** start RECORDS SUPPLIED **

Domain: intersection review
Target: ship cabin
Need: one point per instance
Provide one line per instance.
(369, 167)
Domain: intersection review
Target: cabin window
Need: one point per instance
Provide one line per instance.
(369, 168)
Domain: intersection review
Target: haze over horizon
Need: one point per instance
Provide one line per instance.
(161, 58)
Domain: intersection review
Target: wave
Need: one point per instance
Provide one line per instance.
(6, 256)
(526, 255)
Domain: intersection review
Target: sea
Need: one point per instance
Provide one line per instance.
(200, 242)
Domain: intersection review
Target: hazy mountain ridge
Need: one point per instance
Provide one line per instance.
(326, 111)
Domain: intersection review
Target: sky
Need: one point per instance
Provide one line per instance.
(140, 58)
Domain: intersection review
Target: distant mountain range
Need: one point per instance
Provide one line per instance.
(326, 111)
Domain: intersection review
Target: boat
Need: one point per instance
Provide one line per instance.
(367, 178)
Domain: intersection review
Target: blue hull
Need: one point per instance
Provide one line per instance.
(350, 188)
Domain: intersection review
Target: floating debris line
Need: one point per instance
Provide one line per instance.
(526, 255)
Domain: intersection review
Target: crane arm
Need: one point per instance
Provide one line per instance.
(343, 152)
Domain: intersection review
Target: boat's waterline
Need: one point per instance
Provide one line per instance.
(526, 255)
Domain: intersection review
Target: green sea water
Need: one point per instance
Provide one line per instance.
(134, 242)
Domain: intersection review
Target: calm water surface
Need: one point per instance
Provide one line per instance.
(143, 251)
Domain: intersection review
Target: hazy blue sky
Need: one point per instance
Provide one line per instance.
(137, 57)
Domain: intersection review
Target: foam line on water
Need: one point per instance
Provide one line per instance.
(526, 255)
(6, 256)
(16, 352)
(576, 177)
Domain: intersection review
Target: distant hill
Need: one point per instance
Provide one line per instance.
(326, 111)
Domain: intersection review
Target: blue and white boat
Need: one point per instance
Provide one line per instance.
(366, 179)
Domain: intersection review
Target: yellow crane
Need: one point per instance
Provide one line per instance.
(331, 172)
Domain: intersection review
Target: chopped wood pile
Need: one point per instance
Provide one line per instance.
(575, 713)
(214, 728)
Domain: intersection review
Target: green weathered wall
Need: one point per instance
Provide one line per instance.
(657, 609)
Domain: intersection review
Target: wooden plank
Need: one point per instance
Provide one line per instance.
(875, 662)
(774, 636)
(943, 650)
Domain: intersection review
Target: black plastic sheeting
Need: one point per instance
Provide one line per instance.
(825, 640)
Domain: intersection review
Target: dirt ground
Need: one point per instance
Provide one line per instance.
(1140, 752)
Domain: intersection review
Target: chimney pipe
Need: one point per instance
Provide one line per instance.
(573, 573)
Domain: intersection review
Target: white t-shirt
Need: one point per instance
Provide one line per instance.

** end RECORDS SUPPLIED **

_TASK REQUIREMENTS_. Every line above should be printed again exactly as it stands.

_FINISHED TASK_.
Domain: intersection review
Target: ship cabin
Need: one point per instance
Provide one line per instance.
(369, 167)
Domain: intersection review
Target: cabin window
Need: one point per instance
Provide one line per instance.
(369, 168)
Domain: intersection review
Target: haze over horizon
Need: one point per instance
Provide one line per instance.
(161, 58)
Domain: intersection review
Target: wave
Need: one point per instance
Provide one line per instance.
(6, 256)
(526, 255)
Domain: intersection review
Target: sea
Need: one point per instance
Provide one line per instance.
(200, 242)
Domain: intersection review
Target: hazy mountain ridge
Need: one point per instance
Provide one line per instance.
(326, 111)
Domain: intersection review
Target: sky
Need: one point per instance
Provide one line per instance.
(140, 58)
Domain: intersection review
Target: distant mountain range
Need: one point per instance
Provide one line per instance.
(326, 111)
Domain: intersection review
Target: boat
Need: one point per instance
Provide one line per instance.
(367, 178)
Domain: intersection review
Target: blue hull
Need: one point per instance
Provide one line per instance.
(350, 188)
Domain: intersection review
Target: floating debris line
Need: one point per instance
Provide one line per instance.
(526, 255)
Domain: intersection review
Target: crane arm
Need: one point per instance
Provide one line per instance.
(343, 152)
Domain: intersection review
Target: boat's waterline
Need: one point per instance
Provide one line per instance.
(526, 255)
Domain: intersection review
Target: green sea water
Need: one point per instance
Provide one line per instance.
(134, 242)
Domain: intersection review
Target: calm water surface
Need: one point per instance
Provide one line per instance.
(143, 251)
Domain: intersection review
Target: hazy blue sky
Need: one point per instance
Provide one line per instance.
(137, 57)
Domain: intersection review
Target: foam line on water
Need: one point per instance
Provide one line per instance.
(526, 255)
(6, 256)
(16, 352)
(576, 177)
Domain: intersection review
Target: distant hill
Need: one point per instance
Provide one line per instance.
(326, 111)
Domain: intersection review
Target: blue and white boat
Need: one point per instance
Provide one line per instance.
(366, 179)
Domain: intersection review
Target: yellow crane
Need: one point per instance
Provide one line per instance.
(331, 172)
Domain: intersection review
Target: chopped wood pile
Need: one point per instance
Provide one line per instance.
(575, 713)
(214, 728)
Domain: intersection review
Target: green weathered wall
Need: one point per instance
Provide one line per instance.
(657, 609)
Domain: intersection review
Target: wooden plank
Need: one point per instance
Provide one line per instance.
(875, 662)
(774, 636)
(943, 650)
Domain: intersection review
Target: black plastic sheeting
Need: one point per instance
Provide one line per instance.
(825, 640)
Domain: intersection review
Target: dirt ground
Need: one point per instance
Provide one line per instance.
(1140, 752)
Domain: intersection review
Target: chimney pipe
Need: one point per instance
Provide one line per instance.
(573, 573)
Domain: intersection review
Target: white t-shirt
Need: one point per instance
Provide one line per instance.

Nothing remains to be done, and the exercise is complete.